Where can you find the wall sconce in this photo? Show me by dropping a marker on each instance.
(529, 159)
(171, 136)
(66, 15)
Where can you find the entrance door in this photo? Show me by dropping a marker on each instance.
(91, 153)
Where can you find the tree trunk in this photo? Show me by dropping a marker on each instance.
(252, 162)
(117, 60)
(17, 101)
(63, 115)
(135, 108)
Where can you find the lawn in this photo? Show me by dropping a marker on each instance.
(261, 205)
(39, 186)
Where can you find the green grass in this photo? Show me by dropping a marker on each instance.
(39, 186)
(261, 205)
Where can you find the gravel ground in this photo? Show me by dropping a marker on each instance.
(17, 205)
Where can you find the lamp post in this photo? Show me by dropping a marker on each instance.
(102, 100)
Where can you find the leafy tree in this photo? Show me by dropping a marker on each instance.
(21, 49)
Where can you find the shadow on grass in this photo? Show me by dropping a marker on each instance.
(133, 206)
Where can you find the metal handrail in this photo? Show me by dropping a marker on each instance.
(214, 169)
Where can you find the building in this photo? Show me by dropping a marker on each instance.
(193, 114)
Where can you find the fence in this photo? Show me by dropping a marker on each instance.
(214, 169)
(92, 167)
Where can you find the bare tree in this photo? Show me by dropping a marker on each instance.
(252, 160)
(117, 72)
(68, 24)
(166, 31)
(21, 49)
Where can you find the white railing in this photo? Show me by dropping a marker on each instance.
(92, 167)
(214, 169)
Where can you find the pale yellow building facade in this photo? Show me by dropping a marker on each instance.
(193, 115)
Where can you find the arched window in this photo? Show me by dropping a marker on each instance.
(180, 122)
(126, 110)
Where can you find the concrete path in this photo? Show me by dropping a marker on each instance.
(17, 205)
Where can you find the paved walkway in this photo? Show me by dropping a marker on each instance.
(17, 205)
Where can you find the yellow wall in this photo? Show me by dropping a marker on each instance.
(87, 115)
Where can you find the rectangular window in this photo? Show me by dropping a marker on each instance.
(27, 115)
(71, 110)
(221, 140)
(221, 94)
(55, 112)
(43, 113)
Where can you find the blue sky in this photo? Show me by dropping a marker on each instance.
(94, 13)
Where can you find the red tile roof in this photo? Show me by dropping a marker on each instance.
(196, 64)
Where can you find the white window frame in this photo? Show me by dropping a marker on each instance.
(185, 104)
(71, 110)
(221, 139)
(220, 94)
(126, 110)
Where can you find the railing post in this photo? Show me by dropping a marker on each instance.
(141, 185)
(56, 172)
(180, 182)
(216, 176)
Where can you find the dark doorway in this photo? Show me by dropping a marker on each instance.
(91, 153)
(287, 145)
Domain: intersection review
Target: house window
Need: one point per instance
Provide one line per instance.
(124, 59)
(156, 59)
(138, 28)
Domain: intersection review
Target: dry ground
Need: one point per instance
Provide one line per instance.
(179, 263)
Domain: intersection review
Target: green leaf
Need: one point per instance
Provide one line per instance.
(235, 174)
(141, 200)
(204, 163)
━━━
Can you set down the whole listing above again, word for word and line for line, with nothing added or dropped?

▸ Response:
Where can you find the wall sconce in this photo? Show me by dropping a marker on each instance.
(529, 159)
(171, 136)
(66, 15)
Where can you find the entrance door in this photo? Show me by dropping a marker on each instance.
(91, 153)
Where can you find the tree trunk in this photo? Show me by dropping a marker on each instance.
(252, 162)
(117, 60)
(17, 101)
(63, 115)
(135, 108)
Where can you find the lawn in this photo? Show me by dropping a marker on each instance.
(261, 205)
(39, 186)
Where can you find the green grass in this photo? Show me by dropping a marker on each instance.
(39, 186)
(261, 205)
Where can you find the gravel ground in this photo? Show me by dropping a marker on each instance.
(17, 205)
Where can you find the lamp post in this photo? Show me by dropping a marker on each instance.
(102, 100)
Where can you find the leafy tree in this photo? Show me by dropping a marker on each instance.
(21, 49)
Where can you find the shadow on grass in this photo? Show me by dropping a marker on each instance.
(133, 206)
Where can you find the metal handrail in this photo? Show me by dropping a marker on each instance.
(214, 169)
Where can you find the building in this photo? Show me by dropping a marker on each instance.
(193, 114)
Where can you find the fence in this photo? Show me by dropping a marker on each instance.
(214, 169)
(92, 167)
Where can you find the bare tree in this photo? Show me by dropping a marker on each instance.
(252, 160)
(117, 72)
(68, 24)
(166, 31)
(21, 49)
Where can you find the white railing in this photo? Show me by dropping a marker on each instance.
(92, 167)
(214, 169)
Where can you find the pale yellow building facade in this photo? Show me by dropping a marker on each instance.
(193, 115)
Where can you find the arched window in this photo? Show me by dropping a marker on each instance.
(180, 122)
(126, 110)
Where can you find the concrete path in this photo? Show me by dropping a marker on each instance.
(17, 205)
Where can you find the paved walkway in this photo? Show me by dropping a marker on each instance.
(17, 205)
Where can you find the yellow wall in this photo? Show me by dropping a marker on each instance.
(87, 115)
Where can you find the rectangular window in this photo? Show me by dropping a marker on each instance.
(27, 115)
(71, 110)
(221, 140)
(221, 94)
(55, 112)
(43, 113)
Where can you find the blue sky in this photo? Show me by dropping a marker on each instance.
(94, 13)
Where can you find the red tile roof in this photo? Show me by dropping a marker on each instance.
(196, 64)
Where can you find the white window frame in this photo? Show me by dropping a marker on each instance.
(185, 104)
(71, 110)
(221, 139)
(220, 94)
(126, 110)
Where can you find the railing post in this photo? Show me by dropping a marker on each instance.
(141, 185)
(56, 172)
(180, 182)
(216, 176)
Where can you find the dark doorway in this photo? Show me by dropping a marker on each instance.
(91, 153)
(287, 145)
Domain: intersection review
Target: house window
Need: one point per instance
Provide one line per instance.
(124, 59)
(156, 59)
(138, 28)
Domain: intersection review
Target: dry ground
Need: one point per instance
Provide one line per instance.
(179, 263)
Domain: intersection review
Target: green leaf
Need: one point per instance
Provide one line per instance.
(235, 174)
(141, 200)
(204, 163)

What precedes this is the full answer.